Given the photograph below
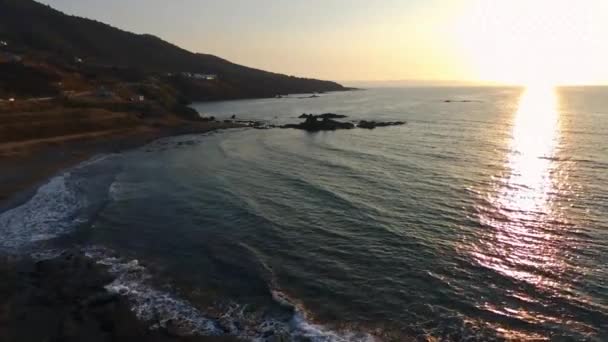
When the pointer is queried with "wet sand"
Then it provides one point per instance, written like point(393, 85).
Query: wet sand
point(64, 299)
point(25, 165)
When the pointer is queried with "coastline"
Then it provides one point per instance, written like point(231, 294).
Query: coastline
point(67, 292)
point(27, 165)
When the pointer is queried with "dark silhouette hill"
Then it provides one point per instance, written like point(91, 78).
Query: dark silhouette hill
point(33, 27)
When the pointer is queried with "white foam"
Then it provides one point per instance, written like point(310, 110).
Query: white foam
point(50, 212)
point(159, 308)
point(149, 304)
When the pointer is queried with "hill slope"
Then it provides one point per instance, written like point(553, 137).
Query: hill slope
point(31, 26)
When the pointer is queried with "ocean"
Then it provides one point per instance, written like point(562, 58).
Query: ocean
point(484, 217)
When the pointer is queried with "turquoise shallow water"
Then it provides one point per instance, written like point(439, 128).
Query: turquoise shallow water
point(482, 218)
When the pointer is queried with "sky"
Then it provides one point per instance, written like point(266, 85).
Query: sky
point(498, 41)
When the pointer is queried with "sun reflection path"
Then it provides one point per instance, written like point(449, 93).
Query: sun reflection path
point(519, 206)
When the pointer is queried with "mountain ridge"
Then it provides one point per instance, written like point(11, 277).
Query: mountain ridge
point(34, 27)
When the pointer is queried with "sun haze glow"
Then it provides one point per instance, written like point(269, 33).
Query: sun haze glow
point(535, 42)
point(499, 41)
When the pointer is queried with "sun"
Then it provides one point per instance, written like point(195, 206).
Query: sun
point(535, 43)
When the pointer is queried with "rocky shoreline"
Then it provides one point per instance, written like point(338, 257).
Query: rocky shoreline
point(64, 299)
point(326, 122)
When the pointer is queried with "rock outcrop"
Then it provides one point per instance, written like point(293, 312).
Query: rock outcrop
point(373, 124)
point(313, 124)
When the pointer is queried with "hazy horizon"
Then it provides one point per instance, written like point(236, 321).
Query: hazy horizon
point(472, 41)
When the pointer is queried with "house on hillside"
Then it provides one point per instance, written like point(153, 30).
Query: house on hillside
point(206, 77)
point(104, 93)
point(199, 76)
point(7, 57)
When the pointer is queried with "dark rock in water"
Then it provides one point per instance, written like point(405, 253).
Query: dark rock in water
point(323, 116)
point(64, 299)
point(312, 124)
point(373, 124)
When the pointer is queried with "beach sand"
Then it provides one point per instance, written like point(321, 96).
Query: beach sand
point(63, 299)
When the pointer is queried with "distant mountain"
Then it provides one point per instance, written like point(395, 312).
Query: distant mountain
point(37, 28)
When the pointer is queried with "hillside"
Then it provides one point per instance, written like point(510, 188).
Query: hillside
point(34, 28)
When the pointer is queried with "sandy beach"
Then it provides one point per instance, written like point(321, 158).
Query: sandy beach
point(67, 292)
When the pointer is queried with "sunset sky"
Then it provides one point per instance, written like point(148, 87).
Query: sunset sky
point(503, 41)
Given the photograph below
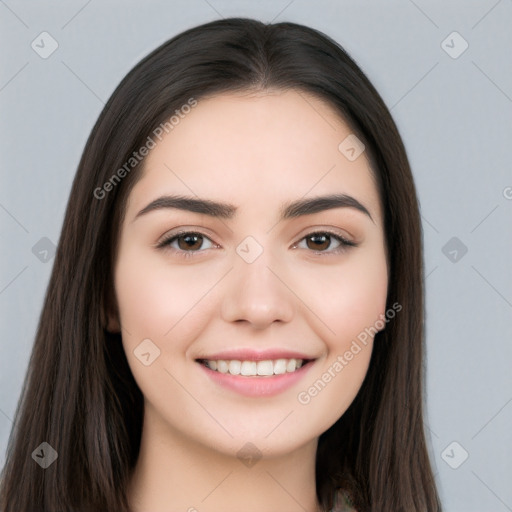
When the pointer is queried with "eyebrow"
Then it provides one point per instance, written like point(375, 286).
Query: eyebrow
point(221, 210)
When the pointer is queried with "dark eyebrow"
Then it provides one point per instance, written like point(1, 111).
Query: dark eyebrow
point(289, 210)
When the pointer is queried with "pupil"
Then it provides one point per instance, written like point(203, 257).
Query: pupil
point(320, 240)
point(190, 241)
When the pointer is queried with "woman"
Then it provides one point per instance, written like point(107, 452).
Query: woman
point(235, 314)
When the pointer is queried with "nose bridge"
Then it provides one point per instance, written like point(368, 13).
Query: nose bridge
point(254, 292)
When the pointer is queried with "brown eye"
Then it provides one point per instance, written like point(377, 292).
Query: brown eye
point(186, 242)
point(321, 241)
point(192, 241)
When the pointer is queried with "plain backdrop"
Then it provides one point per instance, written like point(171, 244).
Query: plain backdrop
point(443, 68)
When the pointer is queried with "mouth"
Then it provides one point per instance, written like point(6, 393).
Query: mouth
point(248, 368)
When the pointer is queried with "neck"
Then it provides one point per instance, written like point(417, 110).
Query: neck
point(174, 472)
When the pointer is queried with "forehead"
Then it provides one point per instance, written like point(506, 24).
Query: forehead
point(250, 147)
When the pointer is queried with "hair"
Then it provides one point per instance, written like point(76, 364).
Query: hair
point(79, 394)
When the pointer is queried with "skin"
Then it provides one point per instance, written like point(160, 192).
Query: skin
point(255, 151)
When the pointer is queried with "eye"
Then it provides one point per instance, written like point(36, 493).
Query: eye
point(319, 241)
point(186, 242)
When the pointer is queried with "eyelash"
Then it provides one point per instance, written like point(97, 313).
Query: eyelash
point(344, 243)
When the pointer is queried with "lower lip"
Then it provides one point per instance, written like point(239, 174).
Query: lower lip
point(257, 386)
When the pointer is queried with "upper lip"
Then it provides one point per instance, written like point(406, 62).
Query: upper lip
point(249, 354)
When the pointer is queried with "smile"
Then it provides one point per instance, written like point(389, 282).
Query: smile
point(255, 368)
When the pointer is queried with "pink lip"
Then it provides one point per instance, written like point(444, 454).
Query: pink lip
point(257, 386)
point(242, 354)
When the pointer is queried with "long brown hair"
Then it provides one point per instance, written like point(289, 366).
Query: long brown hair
point(79, 395)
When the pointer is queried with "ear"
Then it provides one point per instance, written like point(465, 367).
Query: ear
point(110, 314)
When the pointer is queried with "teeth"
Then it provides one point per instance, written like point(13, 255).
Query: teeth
point(253, 368)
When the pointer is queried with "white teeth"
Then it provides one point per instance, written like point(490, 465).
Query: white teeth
point(222, 366)
point(292, 364)
point(265, 368)
point(280, 366)
point(248, 368)
point(234, 367)
point(253, 368)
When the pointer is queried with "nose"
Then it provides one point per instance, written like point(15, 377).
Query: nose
point(257, 293)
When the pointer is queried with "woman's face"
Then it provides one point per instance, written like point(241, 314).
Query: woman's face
point(250, 287)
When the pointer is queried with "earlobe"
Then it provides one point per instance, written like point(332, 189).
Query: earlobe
point(113, 324)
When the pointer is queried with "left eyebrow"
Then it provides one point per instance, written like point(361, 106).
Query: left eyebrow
point(221, 210)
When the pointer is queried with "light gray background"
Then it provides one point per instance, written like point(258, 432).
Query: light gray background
point(454, 115)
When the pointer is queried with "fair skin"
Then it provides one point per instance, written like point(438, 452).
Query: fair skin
point(257, 152)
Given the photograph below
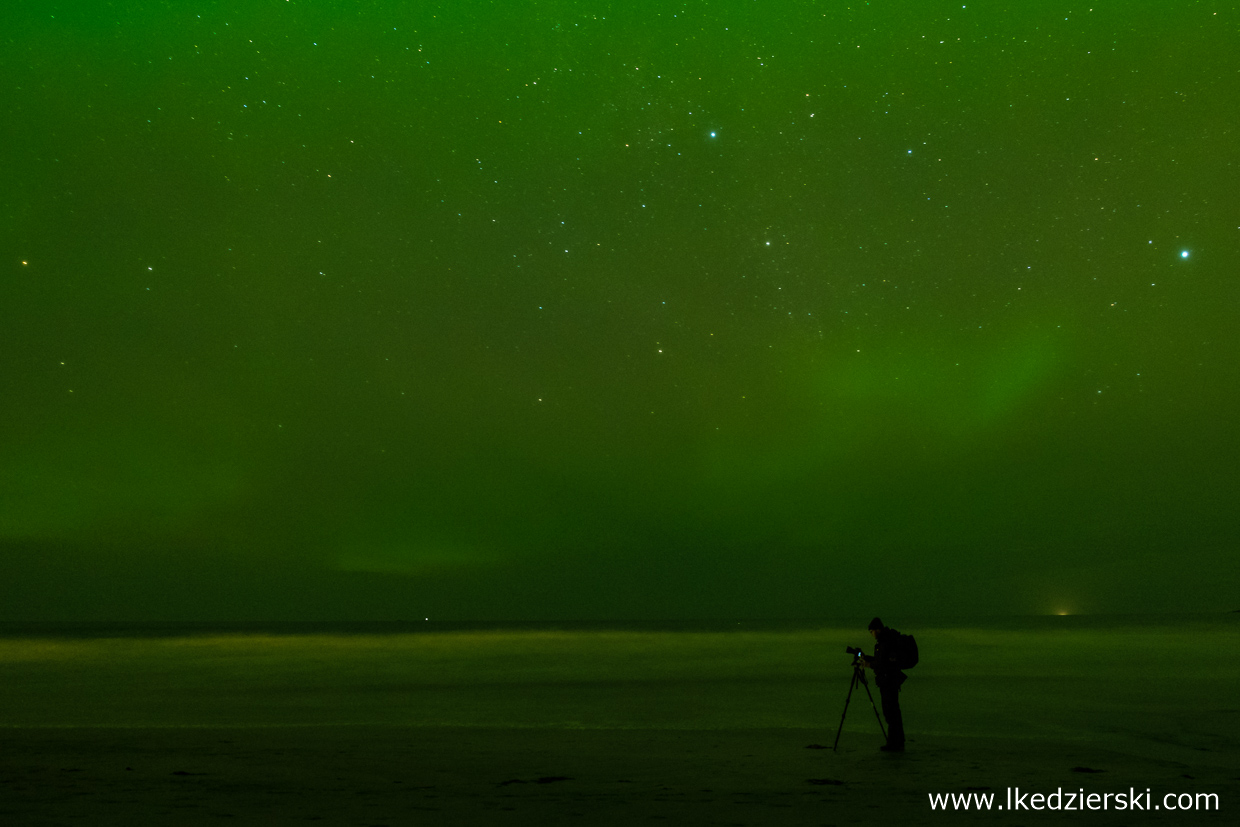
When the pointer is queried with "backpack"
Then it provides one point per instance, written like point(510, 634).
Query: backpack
point(907, 652)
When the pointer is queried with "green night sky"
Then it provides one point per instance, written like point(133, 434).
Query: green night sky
point(618, 310)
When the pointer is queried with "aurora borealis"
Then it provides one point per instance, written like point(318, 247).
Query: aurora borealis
point(618, 310)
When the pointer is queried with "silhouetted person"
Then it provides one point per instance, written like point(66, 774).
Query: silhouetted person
point(888, 677)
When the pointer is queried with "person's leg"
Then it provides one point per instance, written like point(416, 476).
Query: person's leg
point(892, 713)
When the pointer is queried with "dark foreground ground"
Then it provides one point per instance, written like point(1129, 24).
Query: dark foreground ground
point(606, 728)
point(361, 775)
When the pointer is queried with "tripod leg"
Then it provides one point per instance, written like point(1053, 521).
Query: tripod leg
point(881, 728)
point(851, 685)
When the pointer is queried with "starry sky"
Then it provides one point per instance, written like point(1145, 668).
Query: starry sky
point(618, 310)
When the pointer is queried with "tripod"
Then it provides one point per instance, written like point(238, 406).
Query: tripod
point(858, 677)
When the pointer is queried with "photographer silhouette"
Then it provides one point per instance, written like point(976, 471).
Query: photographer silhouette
point(893, 654)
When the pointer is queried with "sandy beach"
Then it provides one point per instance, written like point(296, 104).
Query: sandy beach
point(573, 751)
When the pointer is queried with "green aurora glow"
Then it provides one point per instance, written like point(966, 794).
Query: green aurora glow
point(337, 310)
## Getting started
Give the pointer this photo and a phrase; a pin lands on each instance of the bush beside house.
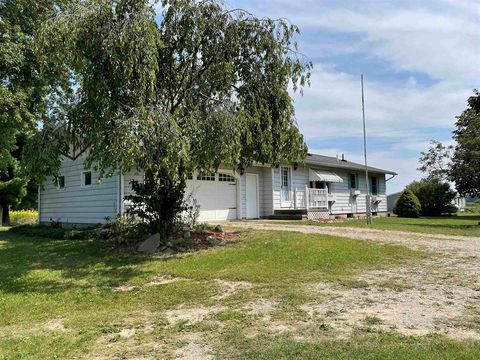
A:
(407, 205)
(435, 196)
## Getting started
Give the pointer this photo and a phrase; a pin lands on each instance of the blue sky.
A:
(420, 59)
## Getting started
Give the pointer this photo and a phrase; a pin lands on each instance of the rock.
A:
(213, 240)
(175, 241)
(150, 245)
(168, 251)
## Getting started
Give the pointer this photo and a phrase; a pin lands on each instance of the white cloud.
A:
(331, 107)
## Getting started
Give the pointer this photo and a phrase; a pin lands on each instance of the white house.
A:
(320, 187)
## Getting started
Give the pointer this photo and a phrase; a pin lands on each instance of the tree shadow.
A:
(454, 217)
(39, 265)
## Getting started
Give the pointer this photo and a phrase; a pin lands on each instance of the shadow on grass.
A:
(39, 265)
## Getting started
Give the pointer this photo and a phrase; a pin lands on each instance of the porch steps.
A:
(289, 215)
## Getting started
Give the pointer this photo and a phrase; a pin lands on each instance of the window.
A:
(317, 184)
(285, 173)
(61, 182)
(206, 177)
(352, 181)
(86, 178)
(226, 178)
(374, 185)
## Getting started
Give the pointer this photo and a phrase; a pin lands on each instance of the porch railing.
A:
(306, 198)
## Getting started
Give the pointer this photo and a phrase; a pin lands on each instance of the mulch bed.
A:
(224, 237)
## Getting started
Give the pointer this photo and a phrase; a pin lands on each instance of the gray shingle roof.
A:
(333, 162)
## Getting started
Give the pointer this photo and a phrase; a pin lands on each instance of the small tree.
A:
(435, 162)
(434, 195)
(407, 205)
(12, 191)
(465, 169)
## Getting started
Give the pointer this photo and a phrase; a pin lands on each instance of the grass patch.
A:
(286, 257)
(464, 224)
(75, 283)
(23, 217)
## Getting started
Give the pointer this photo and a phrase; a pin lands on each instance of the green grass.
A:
(73, 283)
(464, 224)
(381, 346)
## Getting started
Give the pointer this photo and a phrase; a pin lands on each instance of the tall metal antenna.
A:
(368, 200)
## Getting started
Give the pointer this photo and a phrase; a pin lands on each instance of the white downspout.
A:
(38, 204)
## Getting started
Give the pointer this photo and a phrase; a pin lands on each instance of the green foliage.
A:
(435, 161)
(23, 217)
(41, 231)
(407, 205)
(124, 232)
(25, 74)
(204, 87)
(435, 196)
(465, 169)
(159, 202)
(473, 208)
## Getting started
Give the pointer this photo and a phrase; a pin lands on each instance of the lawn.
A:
(64, 299)
(464, 224)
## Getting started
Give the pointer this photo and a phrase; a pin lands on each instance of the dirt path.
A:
(461, 245)
(440, 294)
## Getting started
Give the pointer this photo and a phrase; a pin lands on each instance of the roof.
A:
(333, 162)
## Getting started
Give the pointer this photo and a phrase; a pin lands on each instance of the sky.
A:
(420, 60)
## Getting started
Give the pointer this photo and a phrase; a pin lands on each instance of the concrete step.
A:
(287, 217)
(290, 212)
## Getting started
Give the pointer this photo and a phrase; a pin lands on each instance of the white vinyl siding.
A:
(75, 203)
(264, 190)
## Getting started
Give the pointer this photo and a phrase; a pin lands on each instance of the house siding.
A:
(344, 203)
(75, 203)
(264, 190)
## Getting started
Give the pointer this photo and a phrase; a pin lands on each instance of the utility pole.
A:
(368, 200)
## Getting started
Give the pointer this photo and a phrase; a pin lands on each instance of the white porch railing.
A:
(306, 198)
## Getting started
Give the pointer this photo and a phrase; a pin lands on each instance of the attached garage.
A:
(216, 194)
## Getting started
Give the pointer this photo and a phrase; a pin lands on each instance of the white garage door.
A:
(216, 194)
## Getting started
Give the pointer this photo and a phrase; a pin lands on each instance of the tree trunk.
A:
(5, 214)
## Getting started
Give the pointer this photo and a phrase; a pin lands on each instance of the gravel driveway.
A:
(440, 294)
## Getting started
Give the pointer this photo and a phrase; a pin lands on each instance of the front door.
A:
(286, 182)
(252, 196)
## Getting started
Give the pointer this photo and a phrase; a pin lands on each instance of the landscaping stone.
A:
(150, 245)
(213, 240)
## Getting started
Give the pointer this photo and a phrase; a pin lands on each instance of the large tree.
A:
(465, 169)
(203, 86)
(26, 80)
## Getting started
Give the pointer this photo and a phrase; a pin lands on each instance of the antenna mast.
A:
(368, 197)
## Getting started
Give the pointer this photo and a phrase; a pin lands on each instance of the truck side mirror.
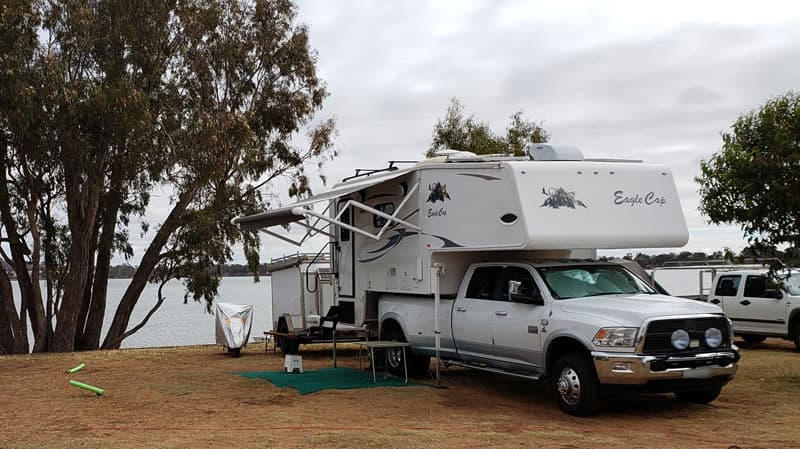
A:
(772, 293)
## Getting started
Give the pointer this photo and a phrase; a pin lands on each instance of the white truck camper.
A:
(490, 263)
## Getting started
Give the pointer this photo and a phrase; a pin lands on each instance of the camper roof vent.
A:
(456, 155)
(547, 152)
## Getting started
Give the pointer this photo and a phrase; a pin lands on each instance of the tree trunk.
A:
(116, 333)
(82, 205)
(13, 338)
(94, 322)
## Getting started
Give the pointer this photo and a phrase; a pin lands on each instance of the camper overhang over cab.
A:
(390, 226)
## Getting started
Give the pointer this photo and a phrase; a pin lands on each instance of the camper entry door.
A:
(345, 254)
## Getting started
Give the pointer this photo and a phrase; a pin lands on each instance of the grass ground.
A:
(185, 397)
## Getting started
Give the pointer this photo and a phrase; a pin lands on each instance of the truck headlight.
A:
(616, 336)
(713, 337)
(680, 339)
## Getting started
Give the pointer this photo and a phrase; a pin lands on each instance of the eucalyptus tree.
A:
(456, 131)
(754, 180)
(202, 101)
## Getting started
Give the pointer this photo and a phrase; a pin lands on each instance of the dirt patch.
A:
(186, 397)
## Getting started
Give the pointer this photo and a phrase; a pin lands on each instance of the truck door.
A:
(473, 313)
(517, 323)
(761, 312)
(726, 295)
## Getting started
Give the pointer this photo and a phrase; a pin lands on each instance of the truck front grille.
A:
(658, 339)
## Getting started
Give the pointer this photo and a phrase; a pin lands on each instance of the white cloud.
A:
(643, 80)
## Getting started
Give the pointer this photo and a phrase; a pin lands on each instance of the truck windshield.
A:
(591, 280)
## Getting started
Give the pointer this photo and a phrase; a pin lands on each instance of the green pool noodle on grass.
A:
(93, 389)
(77, 368)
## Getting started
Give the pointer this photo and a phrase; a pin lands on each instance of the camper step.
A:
(492, 370)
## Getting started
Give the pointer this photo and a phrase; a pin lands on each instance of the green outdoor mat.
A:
(325, 379)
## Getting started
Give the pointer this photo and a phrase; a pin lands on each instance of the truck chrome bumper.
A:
(632, 369)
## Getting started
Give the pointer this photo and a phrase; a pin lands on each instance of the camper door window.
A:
(592, 280)
(344, 234)
(386, 208)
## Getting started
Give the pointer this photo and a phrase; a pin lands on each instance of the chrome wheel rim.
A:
(569, 386)
(395, 357)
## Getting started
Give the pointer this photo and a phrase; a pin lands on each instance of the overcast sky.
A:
(657, 81)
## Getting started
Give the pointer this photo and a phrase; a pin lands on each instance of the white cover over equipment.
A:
(233, 323)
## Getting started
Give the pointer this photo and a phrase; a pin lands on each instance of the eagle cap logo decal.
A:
(438, 192)
(557, 197)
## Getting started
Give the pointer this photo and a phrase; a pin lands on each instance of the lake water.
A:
(179, 324)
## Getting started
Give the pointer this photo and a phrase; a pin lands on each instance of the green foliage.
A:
(754, 179)
(456, 132)
(103, 104)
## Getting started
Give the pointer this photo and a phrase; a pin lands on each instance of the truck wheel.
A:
(575, 385)
(795, 334)
(699, 396)
(753, 339)
(417, 365)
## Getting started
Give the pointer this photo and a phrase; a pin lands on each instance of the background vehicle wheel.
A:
(753, 339)
(575, 385)
(417, 365)
(795, 335)
(699, 396)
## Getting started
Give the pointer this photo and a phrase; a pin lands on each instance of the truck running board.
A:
(493, 370)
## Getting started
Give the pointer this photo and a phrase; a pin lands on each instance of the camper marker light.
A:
(713, 337)
(615, 336)
(680, 339)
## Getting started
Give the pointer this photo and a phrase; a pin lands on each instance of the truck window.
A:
(572, 281)
(792, 283)
(728, 285)
(755, 286)
(527, 286)
(483, 284)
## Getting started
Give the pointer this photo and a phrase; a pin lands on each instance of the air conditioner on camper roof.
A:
(547, 152)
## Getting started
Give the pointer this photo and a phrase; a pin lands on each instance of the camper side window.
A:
(344, 234)
(483, 284)
(386, 208)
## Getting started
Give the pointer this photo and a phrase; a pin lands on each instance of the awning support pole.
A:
(438, 269)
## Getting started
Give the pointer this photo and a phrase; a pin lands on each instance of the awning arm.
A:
(312, 230)
(389, 218)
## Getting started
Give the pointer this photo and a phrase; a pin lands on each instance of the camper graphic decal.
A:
(396, 238)
(438, 192)
(557, 197)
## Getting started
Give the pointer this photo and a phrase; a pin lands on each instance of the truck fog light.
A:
(713, 337)
(680, 339)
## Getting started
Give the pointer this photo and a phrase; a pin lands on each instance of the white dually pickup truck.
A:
(757, 310)
(586, 326)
====
### WHAT YOU HAVE TO DO
Of the lines above, retype only those from the line containing "Query: dark foreground ground" through the line containing "like point(238, 406).", including both, exactly.

### ANSWER TO THE EXERCISE
Query: dark foreground ground
point(606, 728)
point(361, 775)
When the pointer is queried with "tripod leg"
Then it provides one point per instance, written like point(1053, 521).
Query: tripod leg
point(881, 728)
point(851, 685)
When the pointer is queried with "starry sky"
Then it provides one point per instance, written like point(1145, 668).
Query: starry sky
point(618, 310)
When the pointer is queried with "tripod"
Then it provides one point per instance, written like point(238, 406).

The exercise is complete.